Exercise details | Only one stretch of the data below should be repeated: the lines from the line containing "collar and supply box coordinates for each." through the line containing "black t-shirt and supply box coordinates for each.", inclusive, exactly as they are.

[Collected data entries]
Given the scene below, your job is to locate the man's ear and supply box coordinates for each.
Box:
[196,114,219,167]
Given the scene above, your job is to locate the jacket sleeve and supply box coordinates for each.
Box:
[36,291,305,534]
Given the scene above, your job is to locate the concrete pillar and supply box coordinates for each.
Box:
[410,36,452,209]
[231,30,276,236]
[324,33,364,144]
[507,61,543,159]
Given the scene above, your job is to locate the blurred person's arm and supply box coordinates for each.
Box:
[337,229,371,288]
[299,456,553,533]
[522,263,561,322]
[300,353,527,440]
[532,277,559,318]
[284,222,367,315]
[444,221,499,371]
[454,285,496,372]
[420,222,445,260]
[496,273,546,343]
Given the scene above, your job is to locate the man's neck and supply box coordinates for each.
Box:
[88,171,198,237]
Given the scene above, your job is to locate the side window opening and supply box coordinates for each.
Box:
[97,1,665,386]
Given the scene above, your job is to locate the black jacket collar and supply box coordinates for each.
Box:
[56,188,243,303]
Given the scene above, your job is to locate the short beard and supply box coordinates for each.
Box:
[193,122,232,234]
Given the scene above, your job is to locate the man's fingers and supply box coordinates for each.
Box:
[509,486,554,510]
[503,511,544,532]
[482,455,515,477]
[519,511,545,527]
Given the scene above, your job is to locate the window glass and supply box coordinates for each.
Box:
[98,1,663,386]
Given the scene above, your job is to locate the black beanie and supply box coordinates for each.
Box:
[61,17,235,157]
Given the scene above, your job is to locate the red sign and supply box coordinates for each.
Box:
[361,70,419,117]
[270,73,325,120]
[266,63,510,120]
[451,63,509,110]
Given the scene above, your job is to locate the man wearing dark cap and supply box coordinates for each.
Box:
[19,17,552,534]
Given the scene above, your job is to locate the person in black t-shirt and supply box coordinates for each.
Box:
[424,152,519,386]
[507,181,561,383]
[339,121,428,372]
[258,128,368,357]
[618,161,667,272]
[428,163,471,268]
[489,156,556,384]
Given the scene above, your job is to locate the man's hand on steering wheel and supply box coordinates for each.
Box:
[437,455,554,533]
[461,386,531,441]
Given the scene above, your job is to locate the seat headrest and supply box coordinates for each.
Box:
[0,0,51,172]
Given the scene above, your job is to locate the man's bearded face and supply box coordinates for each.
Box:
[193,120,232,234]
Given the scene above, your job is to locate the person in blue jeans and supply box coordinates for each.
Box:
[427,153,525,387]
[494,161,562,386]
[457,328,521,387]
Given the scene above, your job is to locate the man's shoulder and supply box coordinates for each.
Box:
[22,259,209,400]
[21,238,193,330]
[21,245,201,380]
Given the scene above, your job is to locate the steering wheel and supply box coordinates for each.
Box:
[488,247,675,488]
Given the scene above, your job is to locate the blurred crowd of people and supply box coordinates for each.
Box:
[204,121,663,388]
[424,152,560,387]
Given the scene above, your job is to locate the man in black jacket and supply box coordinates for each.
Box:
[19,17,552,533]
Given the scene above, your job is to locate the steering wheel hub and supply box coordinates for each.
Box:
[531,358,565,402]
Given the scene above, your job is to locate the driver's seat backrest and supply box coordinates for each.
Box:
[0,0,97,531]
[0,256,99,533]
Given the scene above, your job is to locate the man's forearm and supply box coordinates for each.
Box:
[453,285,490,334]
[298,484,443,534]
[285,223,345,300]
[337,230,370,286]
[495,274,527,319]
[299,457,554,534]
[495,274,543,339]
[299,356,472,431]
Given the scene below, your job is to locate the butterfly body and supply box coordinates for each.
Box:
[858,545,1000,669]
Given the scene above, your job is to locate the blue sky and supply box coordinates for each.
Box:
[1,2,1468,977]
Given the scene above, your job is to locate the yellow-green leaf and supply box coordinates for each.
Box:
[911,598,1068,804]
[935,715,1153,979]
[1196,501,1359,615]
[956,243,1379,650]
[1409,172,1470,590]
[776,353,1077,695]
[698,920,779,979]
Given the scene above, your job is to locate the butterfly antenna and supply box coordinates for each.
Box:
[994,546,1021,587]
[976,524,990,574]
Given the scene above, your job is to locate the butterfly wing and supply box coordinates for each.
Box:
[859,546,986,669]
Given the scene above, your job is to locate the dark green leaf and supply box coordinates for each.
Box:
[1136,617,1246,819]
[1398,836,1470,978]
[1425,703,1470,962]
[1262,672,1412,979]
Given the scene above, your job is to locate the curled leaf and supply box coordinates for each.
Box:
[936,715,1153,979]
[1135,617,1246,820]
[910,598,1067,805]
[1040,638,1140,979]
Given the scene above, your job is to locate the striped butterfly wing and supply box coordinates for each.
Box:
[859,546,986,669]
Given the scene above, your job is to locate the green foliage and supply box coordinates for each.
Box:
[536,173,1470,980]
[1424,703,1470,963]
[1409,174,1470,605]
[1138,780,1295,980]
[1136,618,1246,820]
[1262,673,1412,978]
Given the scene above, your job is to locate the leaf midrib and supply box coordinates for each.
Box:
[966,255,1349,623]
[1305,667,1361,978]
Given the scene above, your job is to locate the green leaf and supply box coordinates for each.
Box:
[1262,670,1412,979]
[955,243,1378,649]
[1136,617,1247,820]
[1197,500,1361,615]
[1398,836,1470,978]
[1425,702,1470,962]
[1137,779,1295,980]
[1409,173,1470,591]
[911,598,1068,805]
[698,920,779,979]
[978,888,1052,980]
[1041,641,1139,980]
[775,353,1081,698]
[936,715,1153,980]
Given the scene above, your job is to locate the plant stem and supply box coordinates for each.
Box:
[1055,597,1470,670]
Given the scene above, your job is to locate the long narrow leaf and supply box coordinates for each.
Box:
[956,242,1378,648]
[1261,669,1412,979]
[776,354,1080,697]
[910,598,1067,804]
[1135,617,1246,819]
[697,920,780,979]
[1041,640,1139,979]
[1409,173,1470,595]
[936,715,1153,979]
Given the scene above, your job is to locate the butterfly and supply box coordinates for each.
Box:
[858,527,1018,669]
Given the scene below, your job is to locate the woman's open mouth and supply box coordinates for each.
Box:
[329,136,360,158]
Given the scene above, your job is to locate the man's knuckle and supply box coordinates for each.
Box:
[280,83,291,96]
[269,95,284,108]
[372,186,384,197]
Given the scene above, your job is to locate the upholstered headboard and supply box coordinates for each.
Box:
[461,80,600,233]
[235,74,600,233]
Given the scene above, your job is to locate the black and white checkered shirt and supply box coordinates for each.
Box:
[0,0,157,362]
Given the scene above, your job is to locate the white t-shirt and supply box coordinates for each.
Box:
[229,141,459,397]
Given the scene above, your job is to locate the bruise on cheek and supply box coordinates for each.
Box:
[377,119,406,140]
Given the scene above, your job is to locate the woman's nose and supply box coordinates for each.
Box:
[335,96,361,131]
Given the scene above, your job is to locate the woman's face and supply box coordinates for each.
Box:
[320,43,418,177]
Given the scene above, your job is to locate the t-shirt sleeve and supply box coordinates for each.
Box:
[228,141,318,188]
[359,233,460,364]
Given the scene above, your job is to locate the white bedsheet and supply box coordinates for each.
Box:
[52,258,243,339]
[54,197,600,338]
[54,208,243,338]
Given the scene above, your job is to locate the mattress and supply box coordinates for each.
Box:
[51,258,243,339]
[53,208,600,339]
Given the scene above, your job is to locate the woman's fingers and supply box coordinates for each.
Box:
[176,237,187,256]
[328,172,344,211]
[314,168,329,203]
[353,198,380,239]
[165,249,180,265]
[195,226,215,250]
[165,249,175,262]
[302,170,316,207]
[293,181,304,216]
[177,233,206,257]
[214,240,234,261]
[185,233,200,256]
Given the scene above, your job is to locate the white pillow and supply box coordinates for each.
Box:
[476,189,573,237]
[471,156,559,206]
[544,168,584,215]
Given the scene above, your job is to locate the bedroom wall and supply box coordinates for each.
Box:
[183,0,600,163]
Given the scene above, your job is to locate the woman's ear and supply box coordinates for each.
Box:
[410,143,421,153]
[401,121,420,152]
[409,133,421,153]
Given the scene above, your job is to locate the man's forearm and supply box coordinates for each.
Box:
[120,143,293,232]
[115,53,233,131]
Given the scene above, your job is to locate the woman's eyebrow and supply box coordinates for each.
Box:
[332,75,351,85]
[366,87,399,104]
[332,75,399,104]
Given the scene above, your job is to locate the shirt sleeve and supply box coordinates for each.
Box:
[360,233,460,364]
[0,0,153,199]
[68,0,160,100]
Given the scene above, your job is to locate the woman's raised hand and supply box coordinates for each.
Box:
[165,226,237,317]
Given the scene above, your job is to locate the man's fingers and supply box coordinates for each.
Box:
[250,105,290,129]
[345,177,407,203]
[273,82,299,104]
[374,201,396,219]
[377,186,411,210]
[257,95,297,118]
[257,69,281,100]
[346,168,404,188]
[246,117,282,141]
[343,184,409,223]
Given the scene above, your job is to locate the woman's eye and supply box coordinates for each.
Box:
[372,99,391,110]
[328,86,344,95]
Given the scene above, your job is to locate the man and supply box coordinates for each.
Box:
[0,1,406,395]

Result of the task |
Given the scene above, your job is to locate the black jacket collar and supply box coordinates for each.
Box:
[56,188,243,303]
Given the scene above, your job is to locate the short beard and supply box coordinates for each.
Box:
[193,122,232,234]
Given the scene above, your job is to locate the man's fingers and supply box coordinates for each.
Box:
[509,486,554,510]
[503,511,544,532]
[482,455,515,477]
[519,511,545,527]
Given the scene above, your job is to locate the window glass and supply box coordinates for each.
Box:
[98,1,663,386]
Given the scene above, your job is to locate the black beanie and supply box coordinates for each.
Box:
[61,17,235,157]
Given the scene above, your job is to locate the red sign and supply box coordinates for each.
Box:
[361,70,419,117]
[270,73,325,120]
[266,63,510,120]
[451,63,509,110]
Given the scene above, your job is to locate the man wearing dark cap and supply box coordinates for each.
Box:
[19,17,552,534]
Given the scene above, your job is to locate the person in black t-shirt and supply box coordinates for each.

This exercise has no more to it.